START Available records

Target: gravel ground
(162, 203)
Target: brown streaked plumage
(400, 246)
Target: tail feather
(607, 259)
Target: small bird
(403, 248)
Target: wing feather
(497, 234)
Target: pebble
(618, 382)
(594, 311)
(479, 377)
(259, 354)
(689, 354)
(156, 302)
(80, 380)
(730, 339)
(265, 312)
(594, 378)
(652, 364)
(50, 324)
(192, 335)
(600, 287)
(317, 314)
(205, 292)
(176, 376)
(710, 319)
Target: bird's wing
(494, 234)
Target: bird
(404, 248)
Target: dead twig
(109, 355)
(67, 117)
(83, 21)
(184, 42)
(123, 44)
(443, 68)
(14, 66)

END Available records

Every line above should be reproduced precisely.

» **Result of this exercise**:
Target: gravel ground
(162, 203)
Target: brown streaked plumage
(400, 246)
Target: tail feather
(607, 259)
Target: small bird
(403, 248)
Target: wing feather
(497, 234)
Target: pebble
(618, 382)
(594, 311)
(479, 377)
(259, 354)
(689, 354)
(156, 302)
(80, 380)
(730, 339)
(265, 312)
(594, 378)
(652, 364)
(50, 324)
(192, 335)
(600, 287)
(317, 314)
(205, 292)
(176, 376)
(710, 319)
Target: bird's wing
(494, 234)
Target: bird
(404, 248)
Target: dead twig
(109, 355)
(67, 117)
(83, 21)
(184, 42)
(123, 44)
(443, 68)
(14, 66)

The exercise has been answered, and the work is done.